## Problem details
Begin with the line in which "# locate green tree canopy: put" appears and end with the final line of the entries. Retype each one exactly and add nothing.
╭─ Extracted material
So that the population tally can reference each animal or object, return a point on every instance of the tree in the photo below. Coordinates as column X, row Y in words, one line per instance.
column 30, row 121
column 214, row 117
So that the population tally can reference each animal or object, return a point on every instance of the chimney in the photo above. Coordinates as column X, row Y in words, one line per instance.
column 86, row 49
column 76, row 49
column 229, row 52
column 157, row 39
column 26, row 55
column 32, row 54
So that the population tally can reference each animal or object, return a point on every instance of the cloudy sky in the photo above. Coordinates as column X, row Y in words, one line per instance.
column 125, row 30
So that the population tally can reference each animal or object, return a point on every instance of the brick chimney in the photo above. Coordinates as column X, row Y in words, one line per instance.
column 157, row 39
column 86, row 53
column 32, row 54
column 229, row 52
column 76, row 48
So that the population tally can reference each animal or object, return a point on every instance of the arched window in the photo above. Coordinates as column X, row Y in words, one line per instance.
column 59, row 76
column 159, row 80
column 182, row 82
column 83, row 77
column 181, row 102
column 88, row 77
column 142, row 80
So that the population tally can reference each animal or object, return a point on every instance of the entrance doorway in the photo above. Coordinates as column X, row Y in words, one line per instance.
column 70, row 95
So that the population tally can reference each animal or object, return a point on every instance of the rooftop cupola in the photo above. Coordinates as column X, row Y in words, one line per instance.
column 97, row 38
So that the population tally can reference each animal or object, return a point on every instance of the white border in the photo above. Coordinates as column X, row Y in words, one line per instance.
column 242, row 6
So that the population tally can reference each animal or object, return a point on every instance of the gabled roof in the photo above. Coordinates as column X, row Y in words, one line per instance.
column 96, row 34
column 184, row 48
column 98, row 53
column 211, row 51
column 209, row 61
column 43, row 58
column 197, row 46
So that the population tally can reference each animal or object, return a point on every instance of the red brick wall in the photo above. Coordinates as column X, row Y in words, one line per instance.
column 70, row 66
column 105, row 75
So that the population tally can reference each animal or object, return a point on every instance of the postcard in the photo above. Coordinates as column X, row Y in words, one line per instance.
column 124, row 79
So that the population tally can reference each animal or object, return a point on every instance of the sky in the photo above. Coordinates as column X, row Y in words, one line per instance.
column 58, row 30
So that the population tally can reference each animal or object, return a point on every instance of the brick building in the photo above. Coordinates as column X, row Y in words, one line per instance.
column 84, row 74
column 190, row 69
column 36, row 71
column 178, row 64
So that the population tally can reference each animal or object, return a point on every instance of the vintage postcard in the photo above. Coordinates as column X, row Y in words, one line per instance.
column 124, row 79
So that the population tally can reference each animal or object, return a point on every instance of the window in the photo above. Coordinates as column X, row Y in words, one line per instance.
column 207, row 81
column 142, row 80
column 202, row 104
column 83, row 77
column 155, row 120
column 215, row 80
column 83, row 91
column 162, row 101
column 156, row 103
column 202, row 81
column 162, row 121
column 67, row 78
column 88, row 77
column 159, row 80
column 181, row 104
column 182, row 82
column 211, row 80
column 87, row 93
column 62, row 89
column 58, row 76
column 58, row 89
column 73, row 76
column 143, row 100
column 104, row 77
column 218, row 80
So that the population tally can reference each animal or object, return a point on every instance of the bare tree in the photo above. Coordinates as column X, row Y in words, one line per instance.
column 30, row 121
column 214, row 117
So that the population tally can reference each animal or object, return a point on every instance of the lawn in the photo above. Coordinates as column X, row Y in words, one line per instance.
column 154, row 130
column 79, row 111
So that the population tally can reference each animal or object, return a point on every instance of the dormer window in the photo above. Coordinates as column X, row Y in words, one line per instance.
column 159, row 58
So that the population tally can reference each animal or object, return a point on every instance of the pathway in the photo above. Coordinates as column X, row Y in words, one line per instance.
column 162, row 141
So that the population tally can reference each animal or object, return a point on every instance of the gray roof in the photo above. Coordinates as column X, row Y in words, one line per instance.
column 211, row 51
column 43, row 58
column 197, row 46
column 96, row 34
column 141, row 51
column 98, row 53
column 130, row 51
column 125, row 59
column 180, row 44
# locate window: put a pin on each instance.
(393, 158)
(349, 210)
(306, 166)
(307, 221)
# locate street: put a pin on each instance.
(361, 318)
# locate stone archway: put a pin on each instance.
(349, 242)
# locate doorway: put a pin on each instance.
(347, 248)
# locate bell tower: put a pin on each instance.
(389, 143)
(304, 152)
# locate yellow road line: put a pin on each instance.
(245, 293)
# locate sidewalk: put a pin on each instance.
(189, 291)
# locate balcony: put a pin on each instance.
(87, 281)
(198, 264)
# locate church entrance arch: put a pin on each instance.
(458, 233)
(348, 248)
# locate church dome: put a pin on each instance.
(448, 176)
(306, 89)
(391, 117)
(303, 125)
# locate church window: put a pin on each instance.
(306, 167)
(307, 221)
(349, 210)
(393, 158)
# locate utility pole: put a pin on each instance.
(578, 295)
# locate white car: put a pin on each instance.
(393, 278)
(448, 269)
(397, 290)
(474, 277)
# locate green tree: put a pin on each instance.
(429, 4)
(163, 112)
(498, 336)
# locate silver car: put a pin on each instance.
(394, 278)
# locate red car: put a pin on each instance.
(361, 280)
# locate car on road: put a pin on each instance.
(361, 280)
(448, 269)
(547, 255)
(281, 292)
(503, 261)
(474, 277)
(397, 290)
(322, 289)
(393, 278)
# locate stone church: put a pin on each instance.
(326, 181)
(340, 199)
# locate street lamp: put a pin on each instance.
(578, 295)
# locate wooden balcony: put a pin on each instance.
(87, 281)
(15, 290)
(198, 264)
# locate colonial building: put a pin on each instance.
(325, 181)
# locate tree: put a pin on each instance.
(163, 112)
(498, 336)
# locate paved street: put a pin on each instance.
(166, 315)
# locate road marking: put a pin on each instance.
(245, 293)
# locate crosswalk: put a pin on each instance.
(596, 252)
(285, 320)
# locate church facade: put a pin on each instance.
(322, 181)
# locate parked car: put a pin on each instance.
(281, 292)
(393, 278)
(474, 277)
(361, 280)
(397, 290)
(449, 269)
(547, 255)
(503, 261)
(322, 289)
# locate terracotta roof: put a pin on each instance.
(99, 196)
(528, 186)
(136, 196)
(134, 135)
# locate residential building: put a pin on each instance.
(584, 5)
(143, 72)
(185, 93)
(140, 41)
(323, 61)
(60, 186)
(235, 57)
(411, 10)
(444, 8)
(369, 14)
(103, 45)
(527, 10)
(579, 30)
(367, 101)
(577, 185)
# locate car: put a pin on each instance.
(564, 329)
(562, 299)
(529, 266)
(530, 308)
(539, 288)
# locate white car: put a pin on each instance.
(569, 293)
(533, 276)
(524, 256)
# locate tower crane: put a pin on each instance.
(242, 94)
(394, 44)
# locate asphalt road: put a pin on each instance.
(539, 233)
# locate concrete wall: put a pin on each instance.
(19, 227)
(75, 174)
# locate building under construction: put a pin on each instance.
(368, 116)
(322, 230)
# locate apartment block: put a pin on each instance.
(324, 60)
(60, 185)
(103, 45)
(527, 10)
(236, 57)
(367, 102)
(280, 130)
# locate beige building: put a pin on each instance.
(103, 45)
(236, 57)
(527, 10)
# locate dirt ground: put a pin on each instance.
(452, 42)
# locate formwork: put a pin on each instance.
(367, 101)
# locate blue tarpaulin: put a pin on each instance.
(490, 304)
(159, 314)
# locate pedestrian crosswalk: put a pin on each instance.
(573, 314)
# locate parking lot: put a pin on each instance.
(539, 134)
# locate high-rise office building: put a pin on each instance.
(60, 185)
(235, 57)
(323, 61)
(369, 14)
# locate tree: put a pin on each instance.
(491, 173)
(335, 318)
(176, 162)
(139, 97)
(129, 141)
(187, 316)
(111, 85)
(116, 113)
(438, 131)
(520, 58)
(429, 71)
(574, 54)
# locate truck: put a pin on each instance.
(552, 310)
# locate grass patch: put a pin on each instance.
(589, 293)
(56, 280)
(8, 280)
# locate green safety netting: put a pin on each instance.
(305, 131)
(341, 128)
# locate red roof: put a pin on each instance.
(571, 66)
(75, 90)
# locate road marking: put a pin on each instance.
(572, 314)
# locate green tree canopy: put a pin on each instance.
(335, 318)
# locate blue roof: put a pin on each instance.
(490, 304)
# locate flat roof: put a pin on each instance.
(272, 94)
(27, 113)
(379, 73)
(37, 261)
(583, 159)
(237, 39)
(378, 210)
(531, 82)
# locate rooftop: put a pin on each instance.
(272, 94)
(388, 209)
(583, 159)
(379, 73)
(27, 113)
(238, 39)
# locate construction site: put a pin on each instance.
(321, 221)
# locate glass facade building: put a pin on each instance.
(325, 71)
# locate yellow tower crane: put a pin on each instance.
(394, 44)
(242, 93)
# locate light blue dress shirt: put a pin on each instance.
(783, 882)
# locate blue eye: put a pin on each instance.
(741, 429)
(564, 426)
╰─
## Exercise result
# locate green tree canopy: put a pin on each instance.
(335, 318)
# locate blue roof: put a pin on each instance.
(490, 304)
# locate flat roof: put a pin on each instance.
(272, 94)
(27, 113)
(379, 73)
(37, 261)
(583, 159)
(237, 39)
(378, 210)
(531, 82)
# locate rooftop: put a pin on each instance.
(272, 94)
(388, 209)
(583, 159)
(379, 73)
(27, 113)
(238, 39)
# locate construction site: put a pin on each instance.
(321, 221)
# locate glass facade building: put a pin on each instance.
(325, 71)
# locate yellow tower crane: put a pin on each instance.
(394, 44)
(242, 93)
# locate light blue dress shirt: put a pin on each instance.
(783, 882)
# locate blue eye: put a pin on each instance.
(741, 429)
(564, 426)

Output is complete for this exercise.